══ Document segment
Of the many Gods and Goddesses that populate the labyrinthine depths of Hindu mythology, Lord Indra, the God of Rains and the King of Heaven, occupies a prominent place in quite a few narratives.
From blessing lands with bountiful rains to indulging his passion for beautiful women, from sanctioning celestial weapons to warriors to piquing meditating sages, mythical narratives are replete with details highlighting the many shades of this divine entity. These tales not just illuminate various facets of Lord Indra’s personality, but some of them also become the foundation for celebrations amongst the earthlings who worship him.
One such tale centres around his adventures as a flower thief on earth and forms the core of the eight-day long Indra Jatra Festival celebrated by the Newar community of Nepal. The Newars are the original settlers of the Kathmandu valley and pride themselves as the custodians of the religion, culture, and civilization of Nepal.
Indra Jatra: The festival of the Rain God
The excitement on the streets is a curious mix of religious fervour and carnivalesque revelry. In a sea of people filling every inch of the streets, masked dancers continue to make way for their performances. Every now and then, a band of musicians marches by, filling the air with sounds of cymbals and drum.
The strangers that make up the crowd radiate an aura of cheerful benevolence and bonhomie, easing the discomfort of the pushing and shoving happening around. Monsoons have wrapped up and it is time to give Lord Indra, the rain God, a hearty send-off. And the Nepalese are doing it in their traditional style – with sombre religious rituals and boisterous street performances.
I am at the Basantapur Durbar Square, the hot spot to witness the Indra Jatra celebrations in Nepal. Here is a little account of my understanding of the festival.
Understanding the Indra Jatra Festival
The annual Indra Jatra Festival or Yenya as the locals call it in Nepali is the biggest festival of the Newar community. Yenya literally translates to the ‘Festival of Kathmandu’. The festival dates back to the 10th century and was started by King Gunakamadeva to commemorate the founding of the city of Kathmandu.
The festival has many legends associated with it. As per the most popular legend, Lord Indra descended on earth to steal the rare Parijat flowers from a garden. Caught in the act, he was captured by the locals who refused to believe he was who he claimed he was.
As time passed, Indra’s worried mother Goddess Dagin came down to earth, looking for her son. On finding her son held captive, she revealed his identity to the captors who then released him. In return, Dagin blessed the locals with good rains for a bountiful harvest and promised to take back with her to heaven the souls of all those who had died in the past year.
════
══ Extracted information
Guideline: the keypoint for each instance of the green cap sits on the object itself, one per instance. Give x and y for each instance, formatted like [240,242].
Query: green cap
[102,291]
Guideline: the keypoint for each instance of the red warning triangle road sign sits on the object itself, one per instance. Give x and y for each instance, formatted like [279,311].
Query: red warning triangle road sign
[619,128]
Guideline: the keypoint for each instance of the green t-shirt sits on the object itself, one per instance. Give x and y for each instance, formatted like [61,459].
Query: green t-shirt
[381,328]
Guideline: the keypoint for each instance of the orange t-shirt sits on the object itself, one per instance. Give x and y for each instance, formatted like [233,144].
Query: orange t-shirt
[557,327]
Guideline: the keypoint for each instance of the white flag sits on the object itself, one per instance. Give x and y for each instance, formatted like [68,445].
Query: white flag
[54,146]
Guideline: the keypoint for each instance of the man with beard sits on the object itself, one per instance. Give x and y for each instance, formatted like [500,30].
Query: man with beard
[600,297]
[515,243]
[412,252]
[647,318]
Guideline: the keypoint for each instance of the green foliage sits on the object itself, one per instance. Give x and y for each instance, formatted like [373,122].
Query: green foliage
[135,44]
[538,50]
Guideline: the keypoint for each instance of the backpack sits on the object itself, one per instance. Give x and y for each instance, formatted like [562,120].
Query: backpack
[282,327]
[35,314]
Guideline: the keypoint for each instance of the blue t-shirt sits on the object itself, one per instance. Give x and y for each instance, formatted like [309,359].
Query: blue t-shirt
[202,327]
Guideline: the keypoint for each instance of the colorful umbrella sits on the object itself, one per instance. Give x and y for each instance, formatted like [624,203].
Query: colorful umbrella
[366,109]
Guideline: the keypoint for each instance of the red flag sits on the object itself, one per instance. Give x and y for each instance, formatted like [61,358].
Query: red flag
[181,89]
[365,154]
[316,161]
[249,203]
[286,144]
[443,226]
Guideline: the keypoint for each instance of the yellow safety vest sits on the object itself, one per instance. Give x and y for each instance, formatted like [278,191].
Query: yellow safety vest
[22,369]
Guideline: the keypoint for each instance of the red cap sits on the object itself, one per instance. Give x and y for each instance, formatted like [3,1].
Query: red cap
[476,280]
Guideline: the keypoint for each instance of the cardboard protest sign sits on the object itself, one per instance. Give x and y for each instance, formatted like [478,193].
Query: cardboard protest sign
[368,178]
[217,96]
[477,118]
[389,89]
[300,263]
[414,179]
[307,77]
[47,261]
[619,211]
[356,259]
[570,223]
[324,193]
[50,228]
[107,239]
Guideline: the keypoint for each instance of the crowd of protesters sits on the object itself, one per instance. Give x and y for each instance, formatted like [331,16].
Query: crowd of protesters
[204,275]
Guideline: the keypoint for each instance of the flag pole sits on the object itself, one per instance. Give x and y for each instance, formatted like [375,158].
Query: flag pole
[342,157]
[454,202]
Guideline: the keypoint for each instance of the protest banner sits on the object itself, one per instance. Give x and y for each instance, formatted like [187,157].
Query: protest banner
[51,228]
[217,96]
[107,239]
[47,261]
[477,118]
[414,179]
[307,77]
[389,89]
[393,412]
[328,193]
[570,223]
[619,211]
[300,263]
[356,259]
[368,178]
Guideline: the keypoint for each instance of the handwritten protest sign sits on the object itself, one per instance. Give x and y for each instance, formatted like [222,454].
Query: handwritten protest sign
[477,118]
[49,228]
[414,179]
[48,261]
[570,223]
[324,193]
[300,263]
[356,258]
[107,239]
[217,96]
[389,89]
════
=== Written exercise 1 ===
Answer these questions using the Indra Jatra article:
(a) Who started the festival, and in which century?
(b) What kind of flowers did Indra come down to earth to steal?
(c) Where does the writer go to watch the celebrations?
=== Written exercise 2 ===
Write a continuation of the article about the Indra Jatra festival, picking up right after its last sentence.

=== Answer 1 ===
(a) King Gunakamadeva started it in the 10th century.
(b) Rare Parijat flowers.
(c) Basantapur Durbar Square.

=== Answer 2 ===
Indra Jatra Festival is a representation of that incident and lasts for eight days with singing, mask dancing and rejoicing along with other rituals. As a re-enactment of Indra’s capture by the locals, a bust of Indra with his hands bound is put on display at Maru Tole (street) and other places during the festival.
As per another legend, the festival is celebrated in the honour of Bhairav, who is Lord Shiva’s manifestation and is believed to destroy evil.
Celebrated by both the Hindus and the Buddhists, the festival has two parts to it – the Indra Jatra and the Kumari Jatra. While the Indra Jatra involves ritualistic worshipping and religious enactments by mask dancers, in Kumari Jatra the chariot of Kumari, the Living Goddess, is taken out in a procession through the main streets of Kathmandu.
Highlights of the Indra Jatra Festival
Raising the Yosin Pole
The eight-day-long Indra Jatra festival commences with Yosin Thanegu – the ritualistic erection of Indradhoj Lingo (Yosin Pole), a sacred ceremonial wooden flagpole at Hanuman-dhoka in Basantpur Durbar Square in Kathmandu. This is followed by the rare display of masks of Bhairav at various places across the city. Of them, the masks of Swet Bhairav is the largest and is only displayed for the public during the festival days.
Classical dancers also assemble at the spot, wearing different kinds of traditional masks and costumes and dance around the courtyard of Hanuman-dhoka to celebrate.
Upaku Wanegu Route
The first day of the Indra Jatra festival is also observed by the Newars as a day to remember the family members who passed away during the past year. In the evening, the families in mourning light up lamps along a traditional route covering all the parts of the old city of Kathmandu. This route, referred to as the Upaku Route family members of the deceased tour along this route lighting small butter lamps in their remembrance.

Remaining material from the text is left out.